TEKST ŹRÓDŁOWY:
Jesteś zmęczona, niewyspana i wiesz, że w najbliższym czasie nie odpoczniesz. Sterta do uprasowania, obiad do ugotowania, spacer z dzieckiem i przed nim trzeba doprowadzić się do porządku. A twój dzidziuś wciąż płacze. Możesz wierzyć lub nie, ale młoda mama zaledwie 25 lat temu miała dużo trudniej niż ty. Naprawdę!
Już oseski wypychały dziury w śpioszkach
Problemem ogromnym było: skąd wziąć ubranka dla noworodka i małego dziecka? Co prawda w latach 80. przysługiwała wyprawka na książeczkę zdrowia, ale nie dość, że trzeba było mieć szczęście, żeby ją zgromadzić (jak już trafiłaś na kocyk, który przysługiwał dziecku, to nawet gdy był w czarno-szarą kratkę, kupowałaś go). Przydział kaftaników i śpiochów był tak znikomy, że nie wystarczał. Przy pieluszkach tetrowych zużycie ubranek jest często tak duże jak pieluszek – wszak one przemakają, przekrzywiają się, przepuszczając siusiu czy kupę.

DOSTARCZONE DANE:
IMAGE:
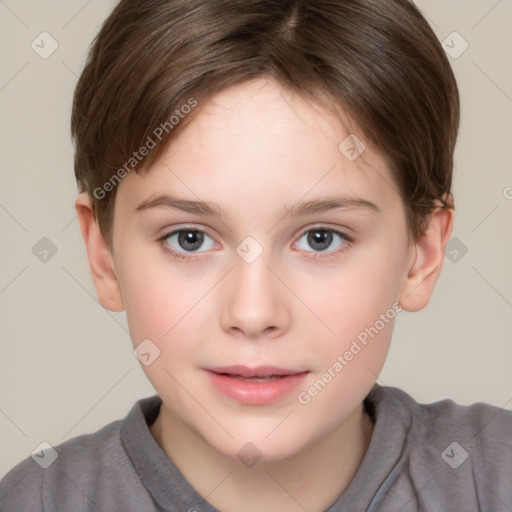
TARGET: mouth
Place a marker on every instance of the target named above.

ZADANIA DO WYKONANIA:
**a)** Proszę wymienić wszystkie czynności, które według pierwszego akapitu tekstu o macierzyństwie czekają zmęczoną mamę.
**b)** Proszę przepisać dosłownie fragment tekstu o macierzyństwie od słów „Już oseski wypychały” do słów „siusiu czy kupę.”.
Dane nie mają tu żadnego znaczenia.

ODPOWIEDZI:
**a)** Uprasowanie sterty rzeczy, ugotowanie obiadu, spacer z dzieckiem oraz doprowadzenie się do porządku przed spacerem.

**b)**
Już oseski wypychały dziury w śpioszkach
Problemem ogromnym było: skąd wziąć ubranka dla noworodka i małego dziecka? Co prawda w latach 80. przysługiwała wyprawka na książeczkę zdrowia, ale nie dość, że trzeba było mieć szczęście, żeby ją zgromadzić (jak już trafiłaś na kocyk, który przysługiwał dziecku, to nawet gdy był w czarno-szarą kratkę, kupowałaś go). Przydział kaftaników i śpiochów był tak znikomy, że nie wystarczał. Przy pieluszkach tetrowych zużycie ubranek jest często tak duże jak pieluszek – wszak one przemakają, przekrzywiają się, przepuszczając siusiu czy kupę.